:: Gösterilen Metin

Buradasınız
Ruanda’daki Katliam
İkitelli’den bir işçi
24 Ağustos Pazar günü UİD-DER Esenler Temsilciliğinin düzenlemiş olduğu bir film etkinliğine katıldım. Çeşitli fabrikalardan gelen işçi kardeşlerimle birlikte izledik. Filmin sonunda film üzerine sohbet ettik. Çok güzel şeyler anlattılar. Güzel bir sohbet oldu. İnsanları en azından kendi kendine düşünmeye sevk etti.
Film 1994 yılında küçük bir Afrika ülkesi olan Ruanda’da yaşanmış olan insanlık dışı bir katliamı anlatıyordu. Yaklaşık bir ay içinde bir milyon insanın nasıl ve neden katledildiğini, bütün dünyanın gözü önünde yaşanan bu katliama insanların nasıl seyirci olduğunu anlatan bir filmdi. İnsanın izlerken bile tüylerinin diken diken olduğu bu film egemen sınıfın kendi çıkarları uğruna insanları nasıl gözden çıkardığını anlatıyordu.

::::
:: Çıkarılan Veriler

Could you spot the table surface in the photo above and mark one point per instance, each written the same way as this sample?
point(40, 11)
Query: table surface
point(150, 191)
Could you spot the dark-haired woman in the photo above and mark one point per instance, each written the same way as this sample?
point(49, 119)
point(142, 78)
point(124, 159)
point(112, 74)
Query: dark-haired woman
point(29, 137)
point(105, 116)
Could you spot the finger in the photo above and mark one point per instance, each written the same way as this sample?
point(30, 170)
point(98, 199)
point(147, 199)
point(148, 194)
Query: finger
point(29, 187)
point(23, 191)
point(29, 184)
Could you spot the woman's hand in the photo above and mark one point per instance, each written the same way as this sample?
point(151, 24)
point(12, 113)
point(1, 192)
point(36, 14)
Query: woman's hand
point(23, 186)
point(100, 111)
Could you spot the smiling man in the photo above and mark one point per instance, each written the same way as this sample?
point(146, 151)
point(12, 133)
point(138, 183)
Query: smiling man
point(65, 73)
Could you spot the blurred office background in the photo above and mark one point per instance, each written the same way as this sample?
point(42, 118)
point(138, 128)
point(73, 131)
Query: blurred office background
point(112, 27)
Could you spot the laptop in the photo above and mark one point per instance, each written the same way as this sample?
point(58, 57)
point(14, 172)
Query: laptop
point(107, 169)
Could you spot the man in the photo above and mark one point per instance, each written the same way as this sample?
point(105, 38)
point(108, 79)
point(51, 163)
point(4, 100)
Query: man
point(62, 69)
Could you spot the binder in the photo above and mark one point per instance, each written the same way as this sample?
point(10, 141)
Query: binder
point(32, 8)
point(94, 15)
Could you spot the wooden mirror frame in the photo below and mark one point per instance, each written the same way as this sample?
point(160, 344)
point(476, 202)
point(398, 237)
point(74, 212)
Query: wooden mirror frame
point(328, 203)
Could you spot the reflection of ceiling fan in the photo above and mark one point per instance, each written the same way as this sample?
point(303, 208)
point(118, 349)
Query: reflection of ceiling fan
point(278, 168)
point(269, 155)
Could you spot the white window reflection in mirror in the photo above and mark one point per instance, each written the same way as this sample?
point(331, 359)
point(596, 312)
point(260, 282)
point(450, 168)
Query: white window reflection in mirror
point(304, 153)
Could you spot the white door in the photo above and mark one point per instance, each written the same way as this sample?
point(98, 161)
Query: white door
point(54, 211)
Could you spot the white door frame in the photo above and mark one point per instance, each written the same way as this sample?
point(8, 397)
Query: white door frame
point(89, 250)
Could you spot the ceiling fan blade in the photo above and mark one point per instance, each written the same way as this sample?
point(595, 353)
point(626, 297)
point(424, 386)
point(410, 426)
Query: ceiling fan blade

::::

** Yönergeler **
[1] Kayıtlarda "Could you spot the white door frame" ifadesini içeren satırdan başlayıp kayıtların sonuna kadar uzanan satırları, iki uç da dahil olmak üzere ve boş satırları atlayarak numaralı liste olarak verin.
[2] Ruanda'daki katliamı konu alan film hakkındaki metni kaldığı yerden sürdürün.
Metin ile kayıtlar birbirinden farklı kaynaklardan alınmıştır.

** Verilen Yanıtlar **
[1]
1. Could you spot the white door frame in the photo above and mark one point per instance, each written the same way as this sample?
2. point(8, 397)
3. Query: white door frame
4. point(89, 250)
5. Could you spot the ceiling fan blade in the photo above and mark one point per instance, each written the same way as this sample?
6. point(595, 353)
7. point(626, 297)
8. point(424, 386)
9. point(410, 426)
10. Query: ceiling fan blade

[2]
Biraz filmden bahsetmek istiyorum. Yıllarca bir arada yaşamış olan ve her iki gruba mensup olanların da siyah Afrikalı olduğu insanlar iki kabileye ayrılmış: Hutular ve Tutsiler. Bu iki kabile milliyetçilik zehri ile zehirlenerek birbirine düşman hale getirilmiş. Nüfus olarak çoğunluk olan Hutuların azınlık olan Tutsilere yönelik soykırım yapmaları ve bunu yaparken de radyo aracılığıyla sürekli milliyetçilik zehrinin zerk edildiğini gözler önüne seriyordu film. Yaklaşık 2-2,5 milyon nüfusa sahip Tutsilerin 1 milyonu katledildi. On binlercesi çeşitli ülkelere mülteci olarak göç etti. Bu soykırım değil mi? Peki bu katliam ne için yapıldı? Elbette bu katliamdan birileri kendi hesabına kâr elde etti. Filmde insanları öldürmek için palalar kullanılıyordu. Palalar Çin’den gelmişti. Hutulara başka kim yardım ediyordu? Fransa! Barış gücü adı altında kimler vardı dersiniz! ABD, Belçika vs. Filmi izledikten sonra şunu düşündüm; iyi de bu ülkelerin bu soykırıma ortak olmalarının bir nedeni olmalı? Kendi sermayeleri için ya pazar alanı ya da talan alanı. Sermayedarların hiç de umurunda değildi orada yaşamını yitirenler. Onlar siyahtı.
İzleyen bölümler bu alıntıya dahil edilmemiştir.